### AIM OF THE TASK:
What follows is a block of records; restate each one word for word.

Dataset rows

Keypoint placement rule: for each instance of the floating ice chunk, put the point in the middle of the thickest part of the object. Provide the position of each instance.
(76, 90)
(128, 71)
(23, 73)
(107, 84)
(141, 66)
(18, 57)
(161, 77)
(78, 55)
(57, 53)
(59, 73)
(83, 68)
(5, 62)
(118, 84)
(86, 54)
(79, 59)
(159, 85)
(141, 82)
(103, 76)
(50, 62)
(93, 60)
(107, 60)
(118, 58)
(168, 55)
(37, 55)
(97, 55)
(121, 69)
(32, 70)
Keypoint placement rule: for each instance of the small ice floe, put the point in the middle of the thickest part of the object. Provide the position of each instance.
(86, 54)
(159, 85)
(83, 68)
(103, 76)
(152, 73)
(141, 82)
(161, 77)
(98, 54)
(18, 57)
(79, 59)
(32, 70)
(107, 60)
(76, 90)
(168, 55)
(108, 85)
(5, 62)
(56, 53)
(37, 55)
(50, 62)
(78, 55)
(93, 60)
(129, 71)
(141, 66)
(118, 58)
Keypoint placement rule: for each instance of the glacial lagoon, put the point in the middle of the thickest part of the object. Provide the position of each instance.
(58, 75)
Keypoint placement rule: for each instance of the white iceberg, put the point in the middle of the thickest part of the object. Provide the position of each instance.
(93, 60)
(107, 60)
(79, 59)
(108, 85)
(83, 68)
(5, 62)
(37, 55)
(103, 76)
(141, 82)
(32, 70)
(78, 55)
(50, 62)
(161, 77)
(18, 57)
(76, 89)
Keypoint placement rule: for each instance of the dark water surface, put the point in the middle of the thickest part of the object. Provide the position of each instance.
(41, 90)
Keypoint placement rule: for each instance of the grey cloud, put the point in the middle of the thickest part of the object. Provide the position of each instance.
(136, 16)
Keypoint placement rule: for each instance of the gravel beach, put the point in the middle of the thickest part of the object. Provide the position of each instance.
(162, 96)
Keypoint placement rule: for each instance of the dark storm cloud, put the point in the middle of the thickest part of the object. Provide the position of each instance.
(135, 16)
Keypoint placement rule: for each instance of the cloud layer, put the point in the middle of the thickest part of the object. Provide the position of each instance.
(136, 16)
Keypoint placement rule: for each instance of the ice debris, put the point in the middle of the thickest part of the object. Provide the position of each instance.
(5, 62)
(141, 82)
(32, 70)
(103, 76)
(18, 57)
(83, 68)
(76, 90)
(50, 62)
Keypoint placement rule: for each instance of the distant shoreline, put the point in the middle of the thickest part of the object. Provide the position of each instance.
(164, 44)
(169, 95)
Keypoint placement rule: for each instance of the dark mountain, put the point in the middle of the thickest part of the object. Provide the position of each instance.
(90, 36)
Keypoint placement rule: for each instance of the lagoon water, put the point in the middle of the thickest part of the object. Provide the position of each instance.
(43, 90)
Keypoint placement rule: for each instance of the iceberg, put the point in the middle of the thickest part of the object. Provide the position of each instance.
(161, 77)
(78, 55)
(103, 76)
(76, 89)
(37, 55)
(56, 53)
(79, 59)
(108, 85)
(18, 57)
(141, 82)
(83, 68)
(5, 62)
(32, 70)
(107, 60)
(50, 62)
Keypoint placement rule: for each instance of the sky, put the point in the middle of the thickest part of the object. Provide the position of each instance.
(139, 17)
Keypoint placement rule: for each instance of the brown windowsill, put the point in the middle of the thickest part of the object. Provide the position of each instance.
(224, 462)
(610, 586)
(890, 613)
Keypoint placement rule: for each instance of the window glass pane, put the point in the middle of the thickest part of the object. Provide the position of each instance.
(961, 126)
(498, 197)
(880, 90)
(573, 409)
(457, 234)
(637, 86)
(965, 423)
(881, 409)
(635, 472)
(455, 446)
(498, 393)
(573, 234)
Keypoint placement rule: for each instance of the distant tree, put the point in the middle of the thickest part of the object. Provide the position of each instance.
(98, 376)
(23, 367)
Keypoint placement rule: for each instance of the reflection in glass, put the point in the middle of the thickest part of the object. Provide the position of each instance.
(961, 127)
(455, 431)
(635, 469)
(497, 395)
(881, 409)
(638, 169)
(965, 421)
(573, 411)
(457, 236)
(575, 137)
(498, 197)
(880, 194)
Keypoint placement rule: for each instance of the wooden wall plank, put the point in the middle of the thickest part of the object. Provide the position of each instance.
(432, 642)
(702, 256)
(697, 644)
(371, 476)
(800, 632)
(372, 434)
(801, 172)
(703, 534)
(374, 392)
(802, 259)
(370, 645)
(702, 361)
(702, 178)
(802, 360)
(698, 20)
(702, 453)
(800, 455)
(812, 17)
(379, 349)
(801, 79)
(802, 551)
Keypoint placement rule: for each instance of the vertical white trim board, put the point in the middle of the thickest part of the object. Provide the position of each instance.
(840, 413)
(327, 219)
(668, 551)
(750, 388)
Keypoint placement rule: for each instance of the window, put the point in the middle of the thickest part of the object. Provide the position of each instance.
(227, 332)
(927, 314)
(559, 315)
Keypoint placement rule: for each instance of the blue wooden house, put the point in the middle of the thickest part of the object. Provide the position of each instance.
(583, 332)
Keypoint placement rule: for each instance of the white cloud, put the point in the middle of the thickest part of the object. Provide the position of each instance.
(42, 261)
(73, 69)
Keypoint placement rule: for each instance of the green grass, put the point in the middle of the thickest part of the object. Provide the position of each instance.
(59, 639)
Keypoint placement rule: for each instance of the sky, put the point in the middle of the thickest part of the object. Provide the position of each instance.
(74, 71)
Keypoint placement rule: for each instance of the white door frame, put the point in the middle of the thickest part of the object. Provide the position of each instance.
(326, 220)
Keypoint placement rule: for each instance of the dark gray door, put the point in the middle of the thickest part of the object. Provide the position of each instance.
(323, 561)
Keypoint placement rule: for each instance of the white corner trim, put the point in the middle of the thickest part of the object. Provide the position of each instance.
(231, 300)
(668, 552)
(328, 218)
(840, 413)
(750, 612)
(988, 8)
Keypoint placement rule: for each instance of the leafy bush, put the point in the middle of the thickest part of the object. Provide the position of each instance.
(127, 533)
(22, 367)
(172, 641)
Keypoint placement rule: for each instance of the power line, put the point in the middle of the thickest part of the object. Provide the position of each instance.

### EXERCISE RESPONSE:
Keypoint placement rule: for each instance of the floating ice chunk, put the point in the middle of the thickest part of the object. Provide the position of each instance.
(76, 90)
(128, 71)
(23, 73)
(107, 84)
(141, 66)
(18, 57)
(161, 77)
(78, 55)
(57, 53)
(59, 73)
(83, 68)
(5, 62)
(118, 84)
(86, 54)
(79, 59)
(159, 85)
(141, 82)
(103, 76)
(50, 62)
(93, 60)
(107, 60)
(118, 58)
(168, 55)
(37, 55)
(97, 55)
(121, 69)
(32, 70)
Keypoint placement rule: for each instance of the small ice floe, put the point in the middle of the thickest part of the object. Provide the position of each instance.
(86, 54)
(159, 85)
(83, 68)
(103, 76)
(152, 73)
(141, 82)
(161, 77)
(98, 54)
(18, 57)
(79, 59)
(32, 70)
(107, 60)
(76, 90)
(168, 55)
(108, 85)
(5, 62)
(56, 53)
(37, 55)
(50, 62)
(78, 55)
(93, 60)
(129, 71)
(141, 66)
(118, 58)
Keypoint placement rule: for each instance of the glacial lagoon, put the point in the middle of the thickest part of the object. Provide the position of each instance.
(58, 75)
Keypoint placement rule: for each instance of the white iceberg, put the point in the middle of the thickest part of the object. Provide the position of each instance.
(93, 60)
(107, 60)
(79, 59)
(108, 85)
(83, 68)
(5, 62)
(37, 55)
(103, 76)
(141, 82)
(32, 70)
(78, 55)
(50, 62)
(161, 77)
(18, 57)
(76, 89)
Keypoint placement rule: for each instance of the dark water surface, put the point in the middle of the thickest part of the object. Provide the position of each instance.
(41, 90)
Keypoint placement rule: for each instance of the grey cloud, put the point in the middle of the thickest part of the object. Provide the position of each instance.
(136, 16)
Keypoint placement rule: for each instance of the gravel beach, put the point in the middle of the thickest part of the object. Provide the position of each instance.
(162, 96)
Keypoint placement rule: for each instance of the dark storm cloud, put the point in the middle of the thickest part of the object. Provide the position of each instance.
(135, 16)
Keypoint placement rule: for each instance of the cloud layer, put the point in the middle of the thickest part of the object. Provide the position of each instance.
(136, 16)
Keypoint placement rule: for each instance of the ice debris, put the point in the middle of the thickest part of the object. Provide the position of each instance.
(5, 62)
(141, 82)
(32, 70)
(103, 76)
(18, 57)
(83, 68)
(76, 90)
(50, 62)
Keypoint placement rule: for each instance of the distant shoreline, put the point in the middle of the thickest part of the object. Provide the position of each instance.
(164, 44)
(169, 95)
Keypoint placement rule: for each instance of the dark mountain, put the point in the middle of the thickest part of the object. Provide the position of each instance.
(90, 36)
Keypoint placement rule: for each instance of the lagoon water, put the point in the middle of the thickest part of the object. Provide the position of each instance.
(43, 90)
Keypoint placement rule: for each instance of the iceberg, put the point in the middle of the thickest part of the object. Provide the position of each instance.
(161, 77)
(78, 55)
(103, 76)
(76, 89)
(37, 55)
(56, 53)
(79, 59)
(108, 85)
(18, 57)
(141, 82)
(83, 68)
(5, 62)
(32, 70)
(107, 60)
(50, 62)
Keypoint placement rule: for each instance of the sky, put the point in the middle of the thickest part of the object. Provide the position of each instance.
(139, 17)
Keypoint placement rule: for each instance of the brown windowsill, put the point in the middle of the thickest part of the object. Provide the position of each instance.
(224, 462)
(610, 586)
(890, 613)
Keypoint placement rule: for each instance of the window glass pane, put the point in the middle of the thickest part of the object. Provide the position of each instance.
(961, 126)
(498, 197)
(880, 90)
(573, 409)
(457, 234)
(637, 86)
(965, 423)
(881, 409)
(635, 472)
(455, 446)
(498, 393)
(573, 234)
Keypoint placement rule: for each instance of the distant tree, put the point in the middle of the thickest part of the object. Provide the position of each instance.
(98, 376)
(23, 367)
Keypoint placement rule: for each instance of the reflection in glass, put the point in the middle of the thickest part of the object. Provide the position of each instance.
(961, 127)
(455, 431)
(635, 469)
(497, 395)
(881, 409)
(638, 169)
(965, 421)
(573, 411)
(457, 236)
(575, 137)
(498, 197)
(880, 194)
Keypoint placement rule: for each instance of the wooden wall plank, put the point in the middle of the thickest part of the object. Provide the position of each instance.
(432, 642)
(702, 256)
(697, 644)
(371, 476)
(800, 632)
(372, 434)
(801, 172)
(703, 534)
(374, 392)
(802, 259)
(370, 645)
(702, 361)
(702, 178)
(802, 360)
(698, 20)
(702, 453)
(800, 455)
(812, 17)
(379, 349)
(801, 79)
(802, 551)
Keypoint placement rule: for each instance of the vertical white trim board, put the point in the middle of the thickest part of the object. Provide the position of each instance.
(840, 413)
(327, 219)
(668, 551)
(750, 388)
Keypoint placement rule: for each instance of the window, put the point in the middle of the thickest part of the object. Provide the position of each instance.
(227, 332)
(927, 314)
(559, 315)
Keypoint placement rule: for each instance of the blue wooden house, put the point in the middle of the thickest part of the object. Provide the position of each instance.
(583, 332)
Keypoint placement rule: for each instance of the white cloud, put the point in the middle of the thickest part of the object. Provide the position of each instance.
(42, 261)
(73, 69)
Keypoint placement rule: for each instance of the green grass, put the point in the middle of the thickest part of the object. Provide the position of each instance.
(59, 639)
Keypoint placement rule: for each instance of the sky, put the point in the middle of the thickest part of the object. Provide the position of each instance.
(74, 71)
Keypoint placement rule: for each instance of the white door frame, put the point in the middle of the thickest part of the object. Provide the position of each instance.
(326, 220)
Keypoint placement rule: for each instance of the dark gray door, put the point in the middle of the thickest part of the object. Provide the position of each instance.
(323, 561)
Keypoint placement rule: for each instance of the white corner trim, put the point in the middle of the thickest part of the object. Provide the position of each instance.
(231, 300)
(668, 552)
(328, 218)
(840, 413)
(750, 612)
(988, 8)
Keypoint placement rule: for each instance of the leafy bush, put the point in the middle of the thickest part of the object. Provide the position of each instance.
(127, 533)
(22, 367)
(172, 641)
Keypoint placement rule: for each instance of the power line, put the point in the middle of the thickest part of the object. Provide the position of each instance.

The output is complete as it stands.